→ **TEXT**:
_ _ _ _ _ _ _

Guest post by Ken Perez, vice president of healthcare policy, Omnicell.
Under the authority of Section 3021 of the Affordable Care Act (ACA), the Centers for Medicare and Medicaid Services (CMS) has launched a variety of accountable care organization (ACO) initiatives, including the Pioneer ACO Model, the Medicare Shared Savings Program (MSSP), the Advance Payment ACO Model, and the Next Generation ACO Model. ACOs continue to be the most aggressive of the healthcare delivery reforms mandated by the ACA.
Notably, none of the aforementioned ACO models has a disease-specific focus. During the past few years, DaVita Inc., the nation’s second-largest dialysis provider, lobbied CMS diligently for a renal-specific ACO or at least creation of a framework that would allow for a disease-specific approach. DaVita formed the Accountable Kidney Care Collaborative to prepare the nephrology community to participate broadly in general ACOs and/or in disease-specific renal ACOs.

_ _ _ _ _ _ _

Point localization data
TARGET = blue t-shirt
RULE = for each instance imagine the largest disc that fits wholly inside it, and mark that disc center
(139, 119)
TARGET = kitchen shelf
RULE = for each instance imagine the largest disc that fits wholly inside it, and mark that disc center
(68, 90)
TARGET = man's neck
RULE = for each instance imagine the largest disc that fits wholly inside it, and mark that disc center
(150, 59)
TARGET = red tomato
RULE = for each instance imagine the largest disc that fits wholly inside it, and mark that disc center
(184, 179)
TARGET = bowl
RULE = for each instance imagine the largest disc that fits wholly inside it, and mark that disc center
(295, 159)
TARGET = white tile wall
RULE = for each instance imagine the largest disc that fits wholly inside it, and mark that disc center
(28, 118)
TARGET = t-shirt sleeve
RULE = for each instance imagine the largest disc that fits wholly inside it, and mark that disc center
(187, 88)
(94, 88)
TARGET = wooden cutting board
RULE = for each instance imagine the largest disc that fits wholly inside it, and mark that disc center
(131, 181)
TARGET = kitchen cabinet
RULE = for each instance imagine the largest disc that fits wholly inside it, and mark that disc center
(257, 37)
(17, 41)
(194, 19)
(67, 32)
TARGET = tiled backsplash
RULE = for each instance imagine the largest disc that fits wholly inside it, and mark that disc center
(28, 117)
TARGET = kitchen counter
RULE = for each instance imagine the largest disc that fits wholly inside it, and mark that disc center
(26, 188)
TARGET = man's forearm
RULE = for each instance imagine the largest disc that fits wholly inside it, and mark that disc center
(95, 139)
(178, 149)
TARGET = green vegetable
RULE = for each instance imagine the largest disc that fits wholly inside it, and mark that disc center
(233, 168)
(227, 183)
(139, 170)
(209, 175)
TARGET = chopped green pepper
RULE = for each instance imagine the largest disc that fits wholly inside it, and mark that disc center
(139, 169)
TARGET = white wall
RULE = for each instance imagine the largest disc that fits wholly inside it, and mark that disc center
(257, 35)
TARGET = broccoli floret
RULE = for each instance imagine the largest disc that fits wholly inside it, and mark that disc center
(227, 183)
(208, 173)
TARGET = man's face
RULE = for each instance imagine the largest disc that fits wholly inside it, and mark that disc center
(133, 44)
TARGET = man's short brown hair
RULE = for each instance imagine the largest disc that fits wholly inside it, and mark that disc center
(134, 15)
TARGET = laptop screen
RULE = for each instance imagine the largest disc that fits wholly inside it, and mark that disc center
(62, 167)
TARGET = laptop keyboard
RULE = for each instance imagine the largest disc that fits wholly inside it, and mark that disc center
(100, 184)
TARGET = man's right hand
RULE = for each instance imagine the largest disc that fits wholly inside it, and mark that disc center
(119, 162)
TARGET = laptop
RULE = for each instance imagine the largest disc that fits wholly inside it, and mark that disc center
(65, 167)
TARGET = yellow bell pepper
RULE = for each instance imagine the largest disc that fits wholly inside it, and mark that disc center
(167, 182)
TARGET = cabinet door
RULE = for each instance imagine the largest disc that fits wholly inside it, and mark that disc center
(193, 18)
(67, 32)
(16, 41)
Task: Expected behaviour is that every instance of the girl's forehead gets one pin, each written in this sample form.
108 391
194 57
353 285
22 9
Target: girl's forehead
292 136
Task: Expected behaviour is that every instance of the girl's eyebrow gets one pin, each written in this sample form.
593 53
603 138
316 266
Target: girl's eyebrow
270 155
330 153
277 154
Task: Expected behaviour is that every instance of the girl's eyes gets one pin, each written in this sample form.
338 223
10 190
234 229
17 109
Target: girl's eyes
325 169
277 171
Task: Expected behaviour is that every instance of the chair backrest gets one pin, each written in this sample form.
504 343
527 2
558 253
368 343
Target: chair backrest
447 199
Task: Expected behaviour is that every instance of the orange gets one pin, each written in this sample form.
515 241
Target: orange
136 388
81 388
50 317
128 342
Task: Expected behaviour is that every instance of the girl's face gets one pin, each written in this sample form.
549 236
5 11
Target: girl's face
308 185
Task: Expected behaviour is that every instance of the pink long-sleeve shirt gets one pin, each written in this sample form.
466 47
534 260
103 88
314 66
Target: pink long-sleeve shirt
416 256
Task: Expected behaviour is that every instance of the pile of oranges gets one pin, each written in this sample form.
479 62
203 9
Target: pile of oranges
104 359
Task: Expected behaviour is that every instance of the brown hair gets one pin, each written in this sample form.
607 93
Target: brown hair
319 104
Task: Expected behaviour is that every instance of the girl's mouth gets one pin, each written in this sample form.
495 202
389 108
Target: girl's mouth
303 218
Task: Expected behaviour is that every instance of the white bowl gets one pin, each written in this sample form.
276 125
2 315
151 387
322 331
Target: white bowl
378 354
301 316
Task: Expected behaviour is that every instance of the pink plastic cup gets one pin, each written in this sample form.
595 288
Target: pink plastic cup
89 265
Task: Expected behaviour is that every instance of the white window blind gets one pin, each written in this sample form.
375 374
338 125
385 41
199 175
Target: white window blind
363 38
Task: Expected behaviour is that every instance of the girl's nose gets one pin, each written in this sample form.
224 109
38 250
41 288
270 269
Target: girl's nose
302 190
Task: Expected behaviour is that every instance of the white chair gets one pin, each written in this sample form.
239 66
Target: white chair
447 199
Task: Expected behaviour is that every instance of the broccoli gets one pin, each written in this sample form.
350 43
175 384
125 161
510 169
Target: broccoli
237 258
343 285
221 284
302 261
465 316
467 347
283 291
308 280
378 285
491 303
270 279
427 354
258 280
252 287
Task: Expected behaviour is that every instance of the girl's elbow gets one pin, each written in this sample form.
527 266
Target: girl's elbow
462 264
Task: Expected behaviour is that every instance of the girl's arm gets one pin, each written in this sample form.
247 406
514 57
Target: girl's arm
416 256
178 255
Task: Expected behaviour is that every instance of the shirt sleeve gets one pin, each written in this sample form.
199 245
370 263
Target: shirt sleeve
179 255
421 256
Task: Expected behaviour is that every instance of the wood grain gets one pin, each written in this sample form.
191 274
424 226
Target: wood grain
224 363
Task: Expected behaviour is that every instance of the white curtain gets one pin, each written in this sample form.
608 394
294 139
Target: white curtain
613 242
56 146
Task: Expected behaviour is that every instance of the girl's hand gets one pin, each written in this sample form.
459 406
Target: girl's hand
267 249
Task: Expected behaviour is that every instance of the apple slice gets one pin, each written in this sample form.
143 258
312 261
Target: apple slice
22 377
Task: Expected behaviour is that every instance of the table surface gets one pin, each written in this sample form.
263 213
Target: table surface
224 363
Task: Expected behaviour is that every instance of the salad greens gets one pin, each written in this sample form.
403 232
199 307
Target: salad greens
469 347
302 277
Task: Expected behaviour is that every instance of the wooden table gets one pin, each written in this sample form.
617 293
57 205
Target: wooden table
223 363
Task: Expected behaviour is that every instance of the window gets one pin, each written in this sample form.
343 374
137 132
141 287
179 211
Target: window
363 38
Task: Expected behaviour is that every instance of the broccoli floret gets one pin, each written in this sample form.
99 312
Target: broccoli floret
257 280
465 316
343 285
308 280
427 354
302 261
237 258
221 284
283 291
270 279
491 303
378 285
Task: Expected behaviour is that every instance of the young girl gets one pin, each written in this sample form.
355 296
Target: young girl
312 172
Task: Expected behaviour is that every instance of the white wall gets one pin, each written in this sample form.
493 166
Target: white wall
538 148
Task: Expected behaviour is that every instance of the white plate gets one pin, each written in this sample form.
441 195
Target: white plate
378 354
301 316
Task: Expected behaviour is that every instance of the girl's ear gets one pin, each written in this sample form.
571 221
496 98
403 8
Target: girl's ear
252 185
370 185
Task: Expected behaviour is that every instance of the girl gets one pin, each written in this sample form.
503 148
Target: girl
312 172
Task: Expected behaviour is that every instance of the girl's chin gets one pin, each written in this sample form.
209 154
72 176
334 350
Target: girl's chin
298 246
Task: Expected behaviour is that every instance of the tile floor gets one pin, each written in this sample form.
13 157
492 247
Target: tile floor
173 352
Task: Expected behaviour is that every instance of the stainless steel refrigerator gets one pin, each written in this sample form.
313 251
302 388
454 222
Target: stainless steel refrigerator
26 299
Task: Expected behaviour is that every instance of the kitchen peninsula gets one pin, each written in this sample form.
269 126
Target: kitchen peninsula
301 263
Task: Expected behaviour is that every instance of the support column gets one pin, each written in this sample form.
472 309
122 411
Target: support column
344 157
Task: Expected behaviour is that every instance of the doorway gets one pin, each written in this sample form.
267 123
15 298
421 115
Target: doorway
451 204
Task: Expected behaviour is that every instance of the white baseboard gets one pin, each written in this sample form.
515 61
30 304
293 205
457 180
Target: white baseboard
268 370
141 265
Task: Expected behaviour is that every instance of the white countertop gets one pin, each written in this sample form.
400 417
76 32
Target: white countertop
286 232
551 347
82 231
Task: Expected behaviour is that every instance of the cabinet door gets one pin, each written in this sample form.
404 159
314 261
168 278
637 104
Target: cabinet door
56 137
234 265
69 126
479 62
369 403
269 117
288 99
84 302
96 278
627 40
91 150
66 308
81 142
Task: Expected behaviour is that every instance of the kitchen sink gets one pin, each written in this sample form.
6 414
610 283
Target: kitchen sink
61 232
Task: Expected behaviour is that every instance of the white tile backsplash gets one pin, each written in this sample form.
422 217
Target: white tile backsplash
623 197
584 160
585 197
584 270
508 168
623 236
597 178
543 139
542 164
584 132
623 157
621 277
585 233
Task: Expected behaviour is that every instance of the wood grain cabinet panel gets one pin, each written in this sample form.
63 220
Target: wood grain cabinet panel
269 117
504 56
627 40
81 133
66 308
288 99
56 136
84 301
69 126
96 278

_ _ _ _ _ _ _

→ **WHAT YOU NEED TO DO**:
**A)** In the guest post, how is DaVita Inc. ranked among dialysis providers?
**B)** Transcribe the guest post from "Guest post by" up to and including "by the ACA.".
**C)** Translate this sentence from the guest post into Spanish: "Notably, none of the aforementioned ACO models has a disease-specific focus."

→ **SOLUTIONS TO EACH TASK**:
**A)** It is the nation's second-largest dialysis provider.

**B)**
Guest post by Ken Perez, vice president of healthcare policy, Omnicell.
Under the authority of Section 3021 of the Affordable Care Act (ACA), the Centers for Medicare and Medicaid Services (CMS) has launched a variety of accountable care organization (ACO) initiatives, including the Pioneer ACO Model, the Medicare Shared Savings Program (MSSP), the Advance Payment ACO Model, and the Next Generation ACO Model. ACOs continue to be the most aggressive of the healthcare delivery reforms mandated by the ACA.

**C)** Cabe destacar que ninguno de los modelos de ACO mencionados anteriormente tiene un enfoque específico en una enfermedad.